Task material:
_____
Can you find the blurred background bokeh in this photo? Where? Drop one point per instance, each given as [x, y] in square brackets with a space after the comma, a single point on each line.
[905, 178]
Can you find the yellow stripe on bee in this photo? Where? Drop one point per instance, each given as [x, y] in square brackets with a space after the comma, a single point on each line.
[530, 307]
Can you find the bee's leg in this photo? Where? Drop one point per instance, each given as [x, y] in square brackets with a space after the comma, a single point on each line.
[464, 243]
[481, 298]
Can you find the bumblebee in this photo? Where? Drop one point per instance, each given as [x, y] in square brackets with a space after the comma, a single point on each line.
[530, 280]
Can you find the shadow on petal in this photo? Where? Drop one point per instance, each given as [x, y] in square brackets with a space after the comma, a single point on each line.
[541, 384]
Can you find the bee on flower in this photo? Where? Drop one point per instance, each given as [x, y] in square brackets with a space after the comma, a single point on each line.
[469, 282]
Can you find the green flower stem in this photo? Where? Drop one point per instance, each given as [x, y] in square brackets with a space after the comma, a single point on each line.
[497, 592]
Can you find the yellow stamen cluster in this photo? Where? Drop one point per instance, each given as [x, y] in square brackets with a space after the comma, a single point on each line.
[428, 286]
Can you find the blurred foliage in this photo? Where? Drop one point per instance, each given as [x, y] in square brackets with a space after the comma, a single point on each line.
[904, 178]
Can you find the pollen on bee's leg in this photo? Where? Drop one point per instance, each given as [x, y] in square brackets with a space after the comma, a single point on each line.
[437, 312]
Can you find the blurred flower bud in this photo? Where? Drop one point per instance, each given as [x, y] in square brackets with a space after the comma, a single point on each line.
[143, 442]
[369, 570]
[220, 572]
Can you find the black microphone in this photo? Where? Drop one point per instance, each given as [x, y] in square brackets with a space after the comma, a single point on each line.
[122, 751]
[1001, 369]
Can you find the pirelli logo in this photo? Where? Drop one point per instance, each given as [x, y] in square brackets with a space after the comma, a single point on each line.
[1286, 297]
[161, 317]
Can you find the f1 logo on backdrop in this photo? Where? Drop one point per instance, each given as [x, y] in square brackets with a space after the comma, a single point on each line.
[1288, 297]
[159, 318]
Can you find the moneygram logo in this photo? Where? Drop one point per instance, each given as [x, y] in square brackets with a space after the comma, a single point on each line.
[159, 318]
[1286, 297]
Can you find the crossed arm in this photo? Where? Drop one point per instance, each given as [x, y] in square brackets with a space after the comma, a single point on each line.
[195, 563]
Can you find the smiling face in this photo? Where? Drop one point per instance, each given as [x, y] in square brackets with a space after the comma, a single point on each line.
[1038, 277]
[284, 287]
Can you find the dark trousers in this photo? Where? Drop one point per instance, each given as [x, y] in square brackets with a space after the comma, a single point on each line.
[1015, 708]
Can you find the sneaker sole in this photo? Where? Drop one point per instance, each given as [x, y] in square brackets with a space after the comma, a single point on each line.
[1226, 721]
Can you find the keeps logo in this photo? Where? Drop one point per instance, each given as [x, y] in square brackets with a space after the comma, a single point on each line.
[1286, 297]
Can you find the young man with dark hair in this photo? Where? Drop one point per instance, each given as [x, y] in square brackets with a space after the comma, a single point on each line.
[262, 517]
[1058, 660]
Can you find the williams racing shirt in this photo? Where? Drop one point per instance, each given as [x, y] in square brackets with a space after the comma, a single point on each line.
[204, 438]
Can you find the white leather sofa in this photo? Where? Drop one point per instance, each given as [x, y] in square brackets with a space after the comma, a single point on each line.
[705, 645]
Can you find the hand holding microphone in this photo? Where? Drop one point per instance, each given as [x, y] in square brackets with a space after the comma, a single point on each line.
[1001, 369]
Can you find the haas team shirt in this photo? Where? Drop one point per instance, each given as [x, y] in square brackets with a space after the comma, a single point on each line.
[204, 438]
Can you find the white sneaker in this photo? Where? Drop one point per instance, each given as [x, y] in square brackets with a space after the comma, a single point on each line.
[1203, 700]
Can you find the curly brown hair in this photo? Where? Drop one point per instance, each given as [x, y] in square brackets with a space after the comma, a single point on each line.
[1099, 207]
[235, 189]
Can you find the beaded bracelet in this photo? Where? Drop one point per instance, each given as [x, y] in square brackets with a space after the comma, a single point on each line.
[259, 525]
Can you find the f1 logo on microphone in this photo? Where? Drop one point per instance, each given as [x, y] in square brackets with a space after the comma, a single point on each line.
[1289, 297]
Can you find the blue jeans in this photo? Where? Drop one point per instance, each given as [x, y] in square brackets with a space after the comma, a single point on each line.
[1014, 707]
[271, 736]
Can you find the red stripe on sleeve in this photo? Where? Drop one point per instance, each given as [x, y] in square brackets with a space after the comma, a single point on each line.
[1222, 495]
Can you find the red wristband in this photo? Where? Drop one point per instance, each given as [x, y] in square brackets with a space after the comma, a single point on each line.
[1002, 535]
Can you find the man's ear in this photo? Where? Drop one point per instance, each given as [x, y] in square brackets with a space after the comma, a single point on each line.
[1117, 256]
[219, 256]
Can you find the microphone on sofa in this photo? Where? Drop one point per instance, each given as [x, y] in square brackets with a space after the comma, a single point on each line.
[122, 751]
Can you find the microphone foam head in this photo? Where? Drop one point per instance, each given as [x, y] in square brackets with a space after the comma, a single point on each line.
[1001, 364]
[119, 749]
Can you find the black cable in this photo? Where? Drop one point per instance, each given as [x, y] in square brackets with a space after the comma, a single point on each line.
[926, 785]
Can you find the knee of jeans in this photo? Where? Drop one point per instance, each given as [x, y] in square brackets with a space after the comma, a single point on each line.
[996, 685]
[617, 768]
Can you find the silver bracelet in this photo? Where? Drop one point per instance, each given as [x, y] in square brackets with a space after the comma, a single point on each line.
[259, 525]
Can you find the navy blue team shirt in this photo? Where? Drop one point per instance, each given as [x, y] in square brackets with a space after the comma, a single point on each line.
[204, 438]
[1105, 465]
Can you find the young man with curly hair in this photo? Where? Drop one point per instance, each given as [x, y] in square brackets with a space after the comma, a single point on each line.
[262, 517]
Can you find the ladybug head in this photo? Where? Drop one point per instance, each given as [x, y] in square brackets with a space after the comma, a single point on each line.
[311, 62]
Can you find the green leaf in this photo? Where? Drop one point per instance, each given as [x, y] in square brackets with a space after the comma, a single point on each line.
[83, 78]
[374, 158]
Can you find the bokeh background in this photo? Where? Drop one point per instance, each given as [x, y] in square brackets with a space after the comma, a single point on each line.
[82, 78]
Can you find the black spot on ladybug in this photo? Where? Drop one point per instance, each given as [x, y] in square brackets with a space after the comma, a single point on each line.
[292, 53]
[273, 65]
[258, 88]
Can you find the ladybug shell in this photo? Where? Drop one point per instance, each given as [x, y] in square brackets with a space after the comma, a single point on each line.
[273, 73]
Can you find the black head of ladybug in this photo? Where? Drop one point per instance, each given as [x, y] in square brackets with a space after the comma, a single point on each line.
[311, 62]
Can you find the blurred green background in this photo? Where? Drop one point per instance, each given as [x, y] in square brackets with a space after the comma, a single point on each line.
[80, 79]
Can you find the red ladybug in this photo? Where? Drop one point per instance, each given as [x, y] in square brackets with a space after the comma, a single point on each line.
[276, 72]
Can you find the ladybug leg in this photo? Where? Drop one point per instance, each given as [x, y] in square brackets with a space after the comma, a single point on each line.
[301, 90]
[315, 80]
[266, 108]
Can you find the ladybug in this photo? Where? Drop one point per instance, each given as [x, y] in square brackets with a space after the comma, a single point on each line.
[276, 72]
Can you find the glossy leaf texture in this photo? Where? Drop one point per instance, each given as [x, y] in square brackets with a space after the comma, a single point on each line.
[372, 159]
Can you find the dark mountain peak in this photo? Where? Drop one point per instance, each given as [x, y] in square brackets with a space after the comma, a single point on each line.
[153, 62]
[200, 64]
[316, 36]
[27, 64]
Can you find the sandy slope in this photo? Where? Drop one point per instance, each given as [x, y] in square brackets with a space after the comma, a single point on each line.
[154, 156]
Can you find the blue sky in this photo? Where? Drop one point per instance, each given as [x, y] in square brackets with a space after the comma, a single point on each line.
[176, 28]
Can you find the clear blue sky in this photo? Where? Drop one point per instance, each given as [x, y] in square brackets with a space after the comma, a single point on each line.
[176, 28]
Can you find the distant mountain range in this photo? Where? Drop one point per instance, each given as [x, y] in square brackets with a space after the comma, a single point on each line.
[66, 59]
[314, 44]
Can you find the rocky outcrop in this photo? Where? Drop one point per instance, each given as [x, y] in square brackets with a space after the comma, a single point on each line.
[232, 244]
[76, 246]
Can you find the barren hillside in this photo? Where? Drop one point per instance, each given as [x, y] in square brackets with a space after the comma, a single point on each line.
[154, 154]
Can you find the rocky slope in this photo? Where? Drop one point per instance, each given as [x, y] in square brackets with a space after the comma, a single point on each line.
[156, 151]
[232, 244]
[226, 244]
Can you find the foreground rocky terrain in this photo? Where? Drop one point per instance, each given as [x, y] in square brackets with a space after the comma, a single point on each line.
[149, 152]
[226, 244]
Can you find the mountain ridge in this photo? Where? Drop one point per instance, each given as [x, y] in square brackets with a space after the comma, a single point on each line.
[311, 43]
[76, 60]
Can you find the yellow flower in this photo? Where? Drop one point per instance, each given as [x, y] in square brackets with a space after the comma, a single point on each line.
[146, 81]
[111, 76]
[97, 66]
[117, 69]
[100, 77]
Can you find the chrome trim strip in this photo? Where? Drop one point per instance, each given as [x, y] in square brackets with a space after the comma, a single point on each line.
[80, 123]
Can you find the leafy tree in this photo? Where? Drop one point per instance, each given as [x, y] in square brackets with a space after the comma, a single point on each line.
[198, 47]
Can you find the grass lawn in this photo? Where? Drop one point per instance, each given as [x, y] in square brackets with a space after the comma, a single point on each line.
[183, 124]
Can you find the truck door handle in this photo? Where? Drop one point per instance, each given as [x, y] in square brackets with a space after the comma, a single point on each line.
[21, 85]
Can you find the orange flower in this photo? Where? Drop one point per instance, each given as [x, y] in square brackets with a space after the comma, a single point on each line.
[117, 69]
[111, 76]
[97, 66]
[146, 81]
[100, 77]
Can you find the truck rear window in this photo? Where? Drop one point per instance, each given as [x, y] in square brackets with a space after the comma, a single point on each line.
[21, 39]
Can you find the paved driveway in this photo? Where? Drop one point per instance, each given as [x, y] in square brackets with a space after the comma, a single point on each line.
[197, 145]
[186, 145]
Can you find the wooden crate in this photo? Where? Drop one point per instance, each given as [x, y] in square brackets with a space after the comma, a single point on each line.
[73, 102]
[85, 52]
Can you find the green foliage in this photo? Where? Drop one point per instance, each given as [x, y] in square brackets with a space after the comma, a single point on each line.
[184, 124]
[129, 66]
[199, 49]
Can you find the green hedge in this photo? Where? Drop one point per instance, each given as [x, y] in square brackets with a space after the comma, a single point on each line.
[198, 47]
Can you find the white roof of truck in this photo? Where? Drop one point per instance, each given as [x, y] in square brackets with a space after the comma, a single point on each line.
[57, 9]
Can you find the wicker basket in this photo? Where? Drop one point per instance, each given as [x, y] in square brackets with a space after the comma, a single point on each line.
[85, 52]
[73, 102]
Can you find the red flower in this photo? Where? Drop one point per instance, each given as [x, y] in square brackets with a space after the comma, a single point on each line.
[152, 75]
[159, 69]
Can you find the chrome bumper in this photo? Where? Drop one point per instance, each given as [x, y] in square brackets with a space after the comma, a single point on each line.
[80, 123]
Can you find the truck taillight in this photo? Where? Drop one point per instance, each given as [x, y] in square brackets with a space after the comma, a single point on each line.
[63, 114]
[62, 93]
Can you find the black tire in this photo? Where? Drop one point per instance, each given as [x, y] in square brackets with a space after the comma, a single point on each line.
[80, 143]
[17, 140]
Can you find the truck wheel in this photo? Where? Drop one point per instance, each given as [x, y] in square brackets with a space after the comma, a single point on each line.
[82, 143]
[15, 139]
_____
Task objective:
The lines to reproduce run from the line containing "Can you find the truck taillight" to the end of the listing; write them out exactly and add nothing.

Answer below:
Can you find the truck taillight in this photo? Where? Drop one point per instance, each given as [x, y] in square brackets with a space after the comma, a single point on each line.
[63, 114]
[62, 93]
Can you find the black tire in this photo? Where? Drop one point per instance, each given as [x, y] in square brackets with a space after the comma, a single point on each line.
[80, 143]
[17, 140]
Can you find the truck wheel in this photo? Where? Drop one point per instance, each given as [x, y] in square brackets with a space after the comma, a single point on each line.
[82, 143]
[15, 139]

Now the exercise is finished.